TASK DESCRIPTION —
Can you edit the listing below by changing every "one point per instance" to "a single point for each instance" and return it with nothing else altered?

## BEGIN GIVEN RECORDS

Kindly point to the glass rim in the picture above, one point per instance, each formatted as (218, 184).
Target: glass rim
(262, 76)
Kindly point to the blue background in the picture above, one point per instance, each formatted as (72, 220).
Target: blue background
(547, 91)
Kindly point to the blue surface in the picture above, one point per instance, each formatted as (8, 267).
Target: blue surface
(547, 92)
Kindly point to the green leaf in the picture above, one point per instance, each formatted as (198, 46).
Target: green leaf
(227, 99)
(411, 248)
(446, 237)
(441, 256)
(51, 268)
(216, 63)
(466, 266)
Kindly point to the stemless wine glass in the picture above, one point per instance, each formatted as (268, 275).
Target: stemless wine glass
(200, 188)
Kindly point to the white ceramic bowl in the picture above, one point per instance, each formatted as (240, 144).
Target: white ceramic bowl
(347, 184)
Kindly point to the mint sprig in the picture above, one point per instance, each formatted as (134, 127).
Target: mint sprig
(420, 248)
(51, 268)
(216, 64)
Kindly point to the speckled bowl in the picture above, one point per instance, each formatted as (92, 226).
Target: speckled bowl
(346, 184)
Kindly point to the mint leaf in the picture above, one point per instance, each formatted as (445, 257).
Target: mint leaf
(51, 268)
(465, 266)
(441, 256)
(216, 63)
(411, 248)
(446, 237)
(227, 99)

## END GIVEN RECORDS

TASK OUTPUT —
Kindly point to the glass rim in the picture above, a single point for each instance, each formatted as (218, 184).
Target: glass rim
(262, 76)
Kindly point to the blue background in the picture above, a single point for each instance, each formatted as (72, 220).
Target: blue background
(547, 91)
Kindly point to the blue surface in the picture above, a single point for each instance, each formatted as (8, 267).
Target: blue surface
(547, 92)
Kindly point to the green leaf in the picture above, a single point for each instance, each formatted as (198, 46).
Target: green leaf
(227, 99)
(411, 248)
(446, 237)
(441, 256)
(51, 268)
(216, 63)
(466, 266)
Kindly point to the stemless wine glass in the picture above, a single point for each instance, each formatted as (268, 275).
Target: stemless wine glass
(200, 188)
Kindly point to the white ceramic bowl in the picture above, a single point for each instance, each formatted as (240, 144).
Target: white ceramic bowl
(347, 184)
Kindly point to the mint sprig in the picture above, a single point for each instance, each formatted as (134, 127).
Target: mint sprig
(420, 248)
(51, 268)
(216, 64)
Kindly point to the speckled bowl in the picture above, a single point for each instance, each formatted as (92, 226).
Target: speckled bowl
(346, 184)
Kindly point to the mint leaf in the picture above, a single point for each instance, each formatted as (445, 257).
Target: mint leaf
(51, 268)
(465, 266)
(441, 256)
(216, 63)
(411, 248)
(446, 237)
(227, 99)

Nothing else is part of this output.